═══ Record extracts

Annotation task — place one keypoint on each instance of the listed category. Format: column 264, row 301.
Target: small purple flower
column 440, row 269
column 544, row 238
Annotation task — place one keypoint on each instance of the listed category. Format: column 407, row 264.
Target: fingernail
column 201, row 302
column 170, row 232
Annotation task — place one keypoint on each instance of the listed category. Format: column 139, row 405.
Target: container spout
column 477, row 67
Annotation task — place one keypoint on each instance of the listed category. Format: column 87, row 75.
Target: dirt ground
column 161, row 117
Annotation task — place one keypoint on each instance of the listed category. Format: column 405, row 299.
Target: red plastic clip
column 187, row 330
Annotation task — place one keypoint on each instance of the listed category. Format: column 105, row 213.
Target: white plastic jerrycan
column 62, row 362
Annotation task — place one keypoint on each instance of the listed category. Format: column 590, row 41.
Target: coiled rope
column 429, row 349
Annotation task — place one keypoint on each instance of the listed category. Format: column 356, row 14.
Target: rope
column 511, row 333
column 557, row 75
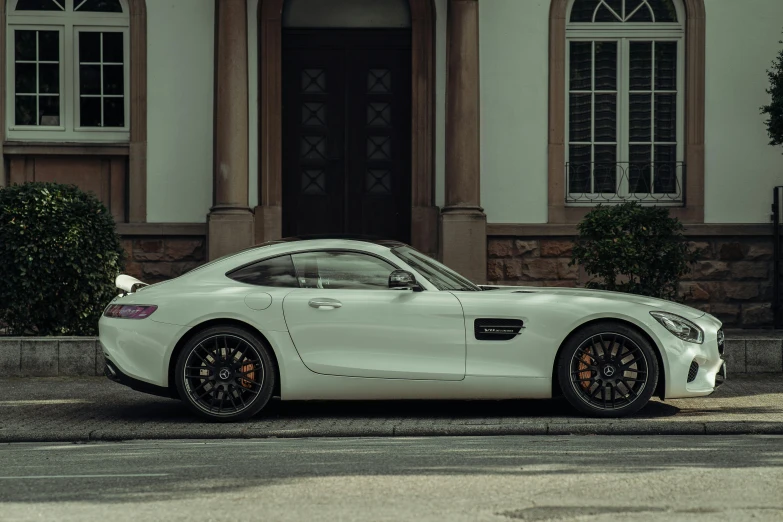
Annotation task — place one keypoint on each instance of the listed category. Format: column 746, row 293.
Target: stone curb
column 237, row 431
column 50, row 357
column 746, row 352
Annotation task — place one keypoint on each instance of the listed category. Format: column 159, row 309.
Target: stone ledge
column 50, row 357
column 747, row 351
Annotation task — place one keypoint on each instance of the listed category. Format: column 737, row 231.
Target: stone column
column 463, row 222
column 230, row 219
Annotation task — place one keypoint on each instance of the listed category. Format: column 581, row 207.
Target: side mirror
column 402, row 280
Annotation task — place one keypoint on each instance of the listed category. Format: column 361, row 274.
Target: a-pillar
column 463, row 222
column 230, row 218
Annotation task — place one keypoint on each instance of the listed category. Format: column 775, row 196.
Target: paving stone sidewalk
column 62, row 409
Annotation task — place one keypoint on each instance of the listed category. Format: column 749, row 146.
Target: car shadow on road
column 165, row 411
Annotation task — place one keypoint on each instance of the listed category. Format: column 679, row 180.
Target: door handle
column 325, row 302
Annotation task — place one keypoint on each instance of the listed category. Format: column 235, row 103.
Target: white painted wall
column 741, row 169
column 514, row 109
column 180, row 72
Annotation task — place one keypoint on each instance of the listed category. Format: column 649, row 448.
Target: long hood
column 651, row 302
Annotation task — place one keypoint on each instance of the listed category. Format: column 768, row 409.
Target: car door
column 344, row 320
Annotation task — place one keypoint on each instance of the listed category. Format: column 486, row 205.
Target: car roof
column 390, row 243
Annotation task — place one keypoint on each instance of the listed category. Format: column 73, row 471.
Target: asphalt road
column 691, row 478
column 88, row 409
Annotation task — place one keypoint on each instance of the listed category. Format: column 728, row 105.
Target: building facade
column 480, row 131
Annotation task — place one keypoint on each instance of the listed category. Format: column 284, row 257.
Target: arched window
column 625, row 82
column 68, row 70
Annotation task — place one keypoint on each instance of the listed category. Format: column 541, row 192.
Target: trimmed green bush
column 633, row 248
column 59, row 255
column 774, row 110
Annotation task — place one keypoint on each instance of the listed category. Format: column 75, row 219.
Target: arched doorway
column 346, row 116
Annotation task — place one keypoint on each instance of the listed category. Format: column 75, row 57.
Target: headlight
column 680, row 326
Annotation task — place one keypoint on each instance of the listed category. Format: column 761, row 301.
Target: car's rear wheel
column 608, row 370
column 225, row 373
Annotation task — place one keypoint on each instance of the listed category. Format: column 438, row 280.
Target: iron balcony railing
column 625, row 181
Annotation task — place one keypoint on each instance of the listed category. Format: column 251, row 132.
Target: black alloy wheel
column 225, row 374
column 608, row 370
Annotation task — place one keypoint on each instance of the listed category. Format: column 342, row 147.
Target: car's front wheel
column 608, row 370
column 225, row 373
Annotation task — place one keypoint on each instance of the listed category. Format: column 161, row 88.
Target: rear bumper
column 113, row 373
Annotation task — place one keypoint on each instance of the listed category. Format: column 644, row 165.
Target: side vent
column 497, row 329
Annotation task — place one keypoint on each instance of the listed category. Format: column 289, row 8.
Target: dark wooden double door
column 347, row 133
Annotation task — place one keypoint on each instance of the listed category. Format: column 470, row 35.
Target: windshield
column 442, row 277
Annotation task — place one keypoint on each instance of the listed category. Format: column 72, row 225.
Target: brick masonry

══════

## The request
Can you put all of the data above into a Markdown table with the columns "Row" and "Line", one non-blank line per row, numbered in order and with the pictures left out?

## The answer
| Row | Line |
|---|---|
| 1 | Annotation task — place one keypoint on each instance of the listed category. Format: column 264, row 301. |
| 2 | Target: small purple flower |
| 3 | column 440, row 269 |
| 4 | column 544, row 238 |
| 5 | Annotation task — place one keypoint on each instance of the listed category. Format: column 407, row 264. |
| 6 | Target: fingernail |
| 7 | column 201, row 302 |
| 8 | column 170, row 232 |
| 9 | Annotation task — place one keypoint on each instance of the listed category. Format: column 139, row 405. |
| 10 | Target: container spout |
| 11 | column 477, row 67 |
| 12 | Annotation task — place one keypoint on each instance of the listed category. Format: column 87, row 75. |
| 13 | Target: dirt ground |
| 14 | column 161, row 117 |
| 15 | Annotation task — place one keypoint on each instance of the listed category. Format: column 405, row 299. |
| 16 | Target: red plastic clip |
| 17 | column 187, row 330 |
| 18 | Annotation task — place one keypoint on each instance of the listed category. Format: column 105, row 213. |
| 19 | Target: white plastic jerrycan |
| 20 | column 62, row 362 |
| 21 | Annotation task — place one keypoint on each instance of the listed category. Format: column 590, row 41. |
| 22 | Target: coiled rope |
| 23 | column 429, row 349 |
| 24 | Annotation task — place one keypoint on each instance of the listed category. Format: column 356, row 14. |
| 25 | Target: rope |
| 26 | column 511, row 333 |
| 27 | column 557, row 75 |
| 28 | Annotation task — place one keypoint on each instance of the listed category. Format: column 746, row 293. |
| 29 | Target: stone curb |
| 30 | column 237, row 431 |
| 31 | column 50, row 357 |
| 32 | column 746, row 352 |
| 33 | Annotation task — place one keypoint on each instance of the listed category. Format: column 159, row 309. |
| 34 | Target: stone ledge |
| 35 | column 50, row 357 |
| 36 | column 747, row 351 |
| 37 | Annotation task — place one keypoint on each instance of the listed category. Format: column 737, row 231. |
| 38 | Target: stone column |
| 39 | column 463, row 222 |
| 40 | column 230, row 219 |
| 41 | Annotation task — place one keypoint on each instance of the listed category. Format: column 581, row 207. |
| 42 | Target: side mirror |
| 43 | column 402, row 280 |
| 44 | Annotation task — place one keypoint on each instance of the listed category. Format: column 361, row 274. |
| 45 | Target: a-pillar |
| 46 | column 463, row 222 |
| 47 | column 230, row 218 |
| 48 | Annotation task — place one keypoint on each instance of the listed category. Format: column 775, row 196. |
| 49 | Target: paving stone sidewalk |
| 50 | column 62, row 409 |
| 51 | Annotation task — place one keypoint on each instance of the listed category. Format: column 749, row 146. |
| 52 | Target: car shadow on road |
| 53 | column 165, row 411 |
| 54 | Annotation task — place one keypoint on each instance of the listed category. Format: column 679, row 180. |
| 55 | Target: door handle |
| 56 | column 325, row 302 |
| 57 | Annotation task — place one keypoint on each instance of the listed category. Format: column 235, row 103. |
| 58 | Target: white painted wall |
| 59 | column 741, row 169 |
| 60 | column 514, row 109 |
| 61 | column 180, row 72 |
| 62 | Annotation task — place one keypoint on each instance of the listed category. Format: column 649, row 448. |
| 63 | Target: long hood |
| 64 | column 651, row 302 |
| 65 | Annotation task — place one keypoint on each instance of the listed category. Format: column 768, row 409. |
| 66 | Target: car door |
| 67 | column 344, row 320 |
| 68 | Annotation task — place one keypoint on each instance of the listed category. Format: column 486, row 205. |
| 69 | Target: car roof |
| 70 | column 390, row 243 |
| 71 | Annotation task — place one keypoint on each instance of the listed category. Format: column 73, row 471. |
| 72 | Target: asphalt road |
| 73 | column 691, row 478 |
| 74 | column 88, row 409 |
| 75 | Annotation task — place one keypoint on each instance of the listed category. Format: column 728, row 105. |
| 76 | Target: building facade |
| 77 | column 480, row 131 |
| 78 | Annotation task — place one keypoint on each instance of the listed category. Format: column 284, row 257. |
| 79 | Target: arched window |
| 80 | column 625, row 82 |
| 81 | column 68, row 70 |
| 82 | Annotation task — place one keypoint on each instance of the listed category. Format: column 541, row 192. |
| 83 | Target: trimmed green bush |
| 84 | column 633, row 248 |
| 85 | column 59, row 255 |
| 86 | column 774, row 110 |
| 87 | Annotation task — place one keypoint on each instance of the listed category. Format: column 75, row 219. |
| 88 | Target: arched doorway |
| 89 | column 346, row 116 |
| 90 | Annotation task — place one keypoint on each instance of the listed category. Format: column 75, row 57. |
| 91 | Target: headlight |
| 92 | column 680, row 326 |
| 93 | Annotation task — place one keypoint on each instance of the listed category. Format: column 761, row 301. |
| 94 | Target: car's rear wheel |
| 95 | column 608, row 370 |
| 96 | column 225, row 373 |
| 97 | Annotation task — place one keypoint on each instance of the listed category. Format: column 438, row 280. |
| 98 | Target: iron balcony railing |
| 99 | column 625, row 181 |
| 100 | Annotation task — place one keypoint on each instance of the listed category. Format: column 251, row 132. |
| 101 | Target: black alloy wheel |
| 102 | column 225, row 374 |
| 103 | column 608, row 370 |
| 104 | Annotation task — place one keypoint on each instance of the listed category. Format: column 342, row 147. |
| 105 | Target: car's front wheel |
| 106 | column 608, row 370 |
| 107 | column 225, row 373 |
| 108 | Annotation task — place one keypoint on each instance of the listed category. Format: column 161, row 88. |
| 109 | Target: rear bumper |
| 110 | column 113, row 373 |
| 111 | Annotation task — place one keypoint on each instance of the listed category. Format: column 644, row 165. |
| 112 | Target: side vent |
| 113 | column 497, row 329 |
| 114 | Annotation task — place one keypoint on each instance of the listed category. Format: column 289, row 8. |
| 115 | Target: dark wooden double door |
| 116 | column 347, row 133 |
| 117 | Annotation task — place one keypoint on each instance of the listed category. Format: column 470, row 35. |
| 118 | Target: windshield |
| 119 | column 442, row 277 |
| 120 | Annotation task — place one keypoint on each instance of the listed category. Format: column 72, row 225. |
| 121 | Target: brick masonry |